EXCERPTED PASSAGE ->
Jay-Jay Cabaret, Inc. v. State

Decision Date04 April 1994
Docket NumberJAY-JAY
Citation629 N.Y.S.2d 937,164 Misc.2d 673
PartiesCABARET, INC., Plaintiff, v. STATE of New York, Thomas A. Duffy, Jr. as Chairman of New York State Liquor Authority and The New York State Liquor Authority, Defendants. .A.S. Part 55
CourtNew York Supreme Court

Zane & Rudofsky, New York City (Edward S. Rudofsky and Arlene H. Schechter, of counsel), Mehler & Buscemi, New York City (Martin H. Mehler, of counsel), Charles F. Axelrod, New York City, for plaintiff.

Adrian C. Hunte and Scott Weiner, New York City, for defendants.

RICHARD B. LOWE, III, Justice.

Plaintiff, Jay-Jay Cabaret, Inc., moves for an order, pursuant to CPLR 3025(b), granting leave to amend its complaint. Defendants, the State of New York, Thomas A Duffy, Jr. as Chairman of the New York State Liquor Authority and the New York State Liquor Authority (referred to collectively as the "SLA"), seek denial of the motion-in-chief and cross-move for an order, pursuant to CPLR 3212, granting summary judgment; or, in the alternative, pursuant to CPLR 3101, granting a protective order against pre-trial discovery sought by plaintiff.

This is an action by plaintiff, the operator of a cabaret known as "Flashdancers" (the "club") located at 1674 Broadway, New York, New York, for a declaratory judgment as to the validity of the SLA's rules governing "table dancing", its Six-Foot Rule 1 and whether female dancers whose upper torsos are covered by a "liquid applied latex bra" 2, violates SLA Rule 36.1(s).

In its original complaint, plaintiff sought a declaratory judgment declaring Alcoholic Beverage Control ("ABC") Law § 106 subd. 6 3 unconstitutional on its face and/or as applied to plaintiff; declaring SLA Rule 36.1 unconstitutional on its face and/or as applied to plaintiff; in the alternative, declaring that "table dancing" does not constitute a "disorderly" condition on the licensed premises for purposes of ABC Law § 106 subd. [6]; and that "liquid latex bras," as used at plaintiff's premises, does not violate SLA Rule 36.1(s); and permanently enjoining defendants from enforcing ABC Law § 106 subd. [6] and/or SLA Rule 36.1(s); or, in the alternative, from enforcing said statute and rule on the basis of "table dancing" by performers wearing "liquid applied latex bras" within six feet of patrons. In its proposed amended and supplemental complaint, plaintiff repeats and reiterates the allegations of the original complaint, but seeks to add two additional theories of recovery based upon the same facts: that Rule 36.1(s) was promulgated by the SLA without power or in excess of its authorized powers; and that Rule 36.1(s) violates Article 3, § 1 of the New York Constitution and the separation of powers doctrine.

GOAL OF THE EXERCISE -> How would you put this sentence from the court decision into Spanish: "Plaintiff, Jay-Jay Cabaret, Inc., moves for an order, pursuant to CPLR 3025(b), granting leave to amend its complaint."

Stored records:

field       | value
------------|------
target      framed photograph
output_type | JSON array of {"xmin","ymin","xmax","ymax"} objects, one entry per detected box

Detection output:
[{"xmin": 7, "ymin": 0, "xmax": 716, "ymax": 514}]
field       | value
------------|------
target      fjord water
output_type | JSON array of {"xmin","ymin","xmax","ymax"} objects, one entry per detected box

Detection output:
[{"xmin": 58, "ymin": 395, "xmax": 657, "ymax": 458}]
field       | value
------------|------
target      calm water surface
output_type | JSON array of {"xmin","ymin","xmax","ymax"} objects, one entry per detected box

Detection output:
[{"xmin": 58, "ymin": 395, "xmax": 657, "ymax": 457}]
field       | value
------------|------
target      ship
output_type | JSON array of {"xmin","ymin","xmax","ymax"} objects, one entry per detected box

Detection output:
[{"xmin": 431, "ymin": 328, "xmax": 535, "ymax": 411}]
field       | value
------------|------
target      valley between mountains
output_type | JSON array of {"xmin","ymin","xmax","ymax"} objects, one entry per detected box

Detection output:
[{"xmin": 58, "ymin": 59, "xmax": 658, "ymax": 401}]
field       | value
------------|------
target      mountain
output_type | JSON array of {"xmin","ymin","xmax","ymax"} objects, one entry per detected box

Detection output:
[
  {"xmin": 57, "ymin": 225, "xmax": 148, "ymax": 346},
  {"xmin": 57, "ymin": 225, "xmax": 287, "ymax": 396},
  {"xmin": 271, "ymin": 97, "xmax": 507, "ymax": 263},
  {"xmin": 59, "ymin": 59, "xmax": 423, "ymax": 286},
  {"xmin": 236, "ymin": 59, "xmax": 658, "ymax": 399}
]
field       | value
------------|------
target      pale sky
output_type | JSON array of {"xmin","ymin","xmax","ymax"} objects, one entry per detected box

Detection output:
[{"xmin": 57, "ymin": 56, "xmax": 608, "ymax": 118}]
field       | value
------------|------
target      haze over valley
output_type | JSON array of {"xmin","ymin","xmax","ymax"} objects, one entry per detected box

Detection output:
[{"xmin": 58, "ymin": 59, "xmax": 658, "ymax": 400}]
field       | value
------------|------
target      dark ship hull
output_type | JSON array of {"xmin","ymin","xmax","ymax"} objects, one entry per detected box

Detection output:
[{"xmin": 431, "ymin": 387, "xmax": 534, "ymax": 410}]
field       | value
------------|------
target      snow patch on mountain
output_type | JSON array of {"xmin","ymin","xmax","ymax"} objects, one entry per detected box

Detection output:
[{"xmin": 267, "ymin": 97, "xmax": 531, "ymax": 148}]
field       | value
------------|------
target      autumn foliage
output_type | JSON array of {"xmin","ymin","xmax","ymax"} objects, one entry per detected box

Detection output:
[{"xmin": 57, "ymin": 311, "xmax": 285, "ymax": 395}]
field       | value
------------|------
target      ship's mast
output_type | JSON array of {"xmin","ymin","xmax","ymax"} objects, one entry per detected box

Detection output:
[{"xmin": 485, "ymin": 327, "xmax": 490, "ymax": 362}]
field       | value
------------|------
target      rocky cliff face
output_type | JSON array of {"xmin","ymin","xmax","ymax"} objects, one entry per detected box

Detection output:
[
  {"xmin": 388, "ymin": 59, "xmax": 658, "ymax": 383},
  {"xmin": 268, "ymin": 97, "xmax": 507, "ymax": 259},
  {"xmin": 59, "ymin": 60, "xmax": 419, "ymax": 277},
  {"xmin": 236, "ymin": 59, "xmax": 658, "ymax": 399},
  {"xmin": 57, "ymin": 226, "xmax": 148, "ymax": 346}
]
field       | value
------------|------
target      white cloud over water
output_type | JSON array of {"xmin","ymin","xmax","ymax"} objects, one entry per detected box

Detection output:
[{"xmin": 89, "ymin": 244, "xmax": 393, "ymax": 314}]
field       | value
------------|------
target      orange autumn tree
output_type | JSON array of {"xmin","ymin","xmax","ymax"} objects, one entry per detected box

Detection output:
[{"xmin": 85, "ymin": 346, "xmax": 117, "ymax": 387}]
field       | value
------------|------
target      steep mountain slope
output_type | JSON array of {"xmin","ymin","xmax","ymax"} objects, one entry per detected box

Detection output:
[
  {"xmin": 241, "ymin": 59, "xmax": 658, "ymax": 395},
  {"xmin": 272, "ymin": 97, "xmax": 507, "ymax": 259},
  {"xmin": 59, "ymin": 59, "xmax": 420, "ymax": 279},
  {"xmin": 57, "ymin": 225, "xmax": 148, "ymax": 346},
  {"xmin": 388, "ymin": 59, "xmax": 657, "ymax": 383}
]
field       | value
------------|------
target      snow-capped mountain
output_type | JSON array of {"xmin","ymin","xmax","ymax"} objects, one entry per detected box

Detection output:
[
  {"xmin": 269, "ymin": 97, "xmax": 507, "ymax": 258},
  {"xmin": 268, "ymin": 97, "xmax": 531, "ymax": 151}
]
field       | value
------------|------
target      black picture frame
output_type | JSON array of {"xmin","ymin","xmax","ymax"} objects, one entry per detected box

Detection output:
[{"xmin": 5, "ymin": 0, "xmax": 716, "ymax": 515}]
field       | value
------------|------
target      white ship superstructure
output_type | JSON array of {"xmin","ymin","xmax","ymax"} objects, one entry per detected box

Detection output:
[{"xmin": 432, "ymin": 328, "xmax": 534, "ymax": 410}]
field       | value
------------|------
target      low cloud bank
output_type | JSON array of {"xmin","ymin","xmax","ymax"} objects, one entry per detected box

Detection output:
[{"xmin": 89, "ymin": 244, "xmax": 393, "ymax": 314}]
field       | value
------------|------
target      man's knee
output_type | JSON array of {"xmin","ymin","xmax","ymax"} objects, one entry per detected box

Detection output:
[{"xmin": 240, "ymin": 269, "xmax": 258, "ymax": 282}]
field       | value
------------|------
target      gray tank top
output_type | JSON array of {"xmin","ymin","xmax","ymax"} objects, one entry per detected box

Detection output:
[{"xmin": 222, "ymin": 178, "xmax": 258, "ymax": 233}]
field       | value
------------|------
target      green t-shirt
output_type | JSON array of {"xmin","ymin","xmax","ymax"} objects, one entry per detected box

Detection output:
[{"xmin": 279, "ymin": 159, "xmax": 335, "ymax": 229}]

RIGHT ANSWER -> La demandante, Jay-Jay Cabaret, Inc., solicita una orden, conforme a la CPLR 3025(b), que le conceda autorización para enmendar su demanda.